» Pointing dataset records
--- --- ---
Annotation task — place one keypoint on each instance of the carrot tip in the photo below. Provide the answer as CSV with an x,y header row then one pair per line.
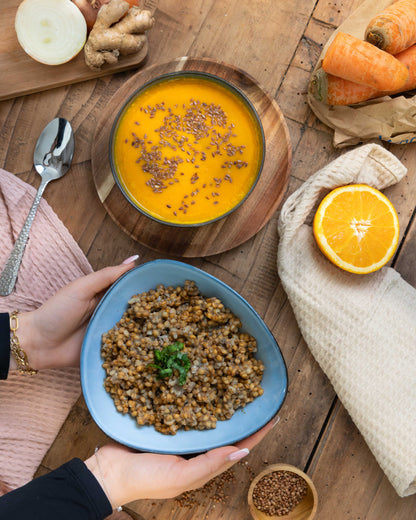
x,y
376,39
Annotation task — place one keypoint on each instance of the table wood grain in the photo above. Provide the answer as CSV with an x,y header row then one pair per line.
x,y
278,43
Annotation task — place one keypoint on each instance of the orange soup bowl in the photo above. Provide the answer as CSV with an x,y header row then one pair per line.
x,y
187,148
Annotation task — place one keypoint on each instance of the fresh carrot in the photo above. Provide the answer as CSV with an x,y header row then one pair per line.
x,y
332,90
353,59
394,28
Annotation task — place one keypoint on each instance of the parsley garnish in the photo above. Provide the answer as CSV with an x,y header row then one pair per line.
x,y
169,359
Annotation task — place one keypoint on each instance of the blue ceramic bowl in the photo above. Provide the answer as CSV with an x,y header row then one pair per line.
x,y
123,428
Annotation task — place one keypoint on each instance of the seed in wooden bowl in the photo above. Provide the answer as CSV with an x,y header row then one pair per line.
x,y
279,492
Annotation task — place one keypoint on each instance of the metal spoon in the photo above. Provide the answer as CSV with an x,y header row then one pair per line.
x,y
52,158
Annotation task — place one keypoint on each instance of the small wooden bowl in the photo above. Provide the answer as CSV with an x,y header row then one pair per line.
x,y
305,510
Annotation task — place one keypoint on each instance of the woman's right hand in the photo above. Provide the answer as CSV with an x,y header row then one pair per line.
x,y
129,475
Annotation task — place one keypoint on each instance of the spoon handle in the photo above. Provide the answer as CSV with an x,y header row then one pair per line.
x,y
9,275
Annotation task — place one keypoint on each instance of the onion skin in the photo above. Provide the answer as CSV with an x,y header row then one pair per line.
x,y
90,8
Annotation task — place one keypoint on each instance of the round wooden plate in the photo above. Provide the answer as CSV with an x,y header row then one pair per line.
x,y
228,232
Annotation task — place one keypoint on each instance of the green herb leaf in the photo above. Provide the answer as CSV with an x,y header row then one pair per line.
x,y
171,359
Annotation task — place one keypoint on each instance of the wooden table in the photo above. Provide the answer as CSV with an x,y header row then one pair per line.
--- --- ---
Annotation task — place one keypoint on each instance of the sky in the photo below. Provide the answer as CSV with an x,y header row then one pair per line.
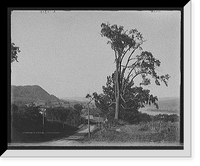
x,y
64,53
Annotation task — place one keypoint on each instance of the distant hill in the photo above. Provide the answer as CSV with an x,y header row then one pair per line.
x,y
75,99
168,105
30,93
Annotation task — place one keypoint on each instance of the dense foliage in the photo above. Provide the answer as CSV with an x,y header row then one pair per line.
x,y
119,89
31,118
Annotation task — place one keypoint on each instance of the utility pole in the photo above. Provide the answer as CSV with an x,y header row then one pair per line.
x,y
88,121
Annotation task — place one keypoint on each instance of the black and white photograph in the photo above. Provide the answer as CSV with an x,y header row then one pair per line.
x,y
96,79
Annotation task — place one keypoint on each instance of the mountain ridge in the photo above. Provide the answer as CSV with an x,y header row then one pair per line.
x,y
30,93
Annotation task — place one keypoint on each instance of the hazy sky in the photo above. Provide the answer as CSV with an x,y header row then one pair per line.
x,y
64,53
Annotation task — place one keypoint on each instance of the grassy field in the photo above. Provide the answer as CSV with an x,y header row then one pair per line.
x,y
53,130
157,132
--- --- ---
» WRITTEN EXERCISE
Report each line of the items above that contains the word "carrot", copying the lines in full. Case counts.

» OUTPUT OF THE TASK
Annotation task — place one keypoint on each instance of the carrot tip in the photo below. Provide the answer as CSV with an x,y header row then one pair per line.
Annotation task — place one keypoint on each instance of the fresh carrot in the photo above. Provide the answer as CSV with an x,y header row then one pair per line.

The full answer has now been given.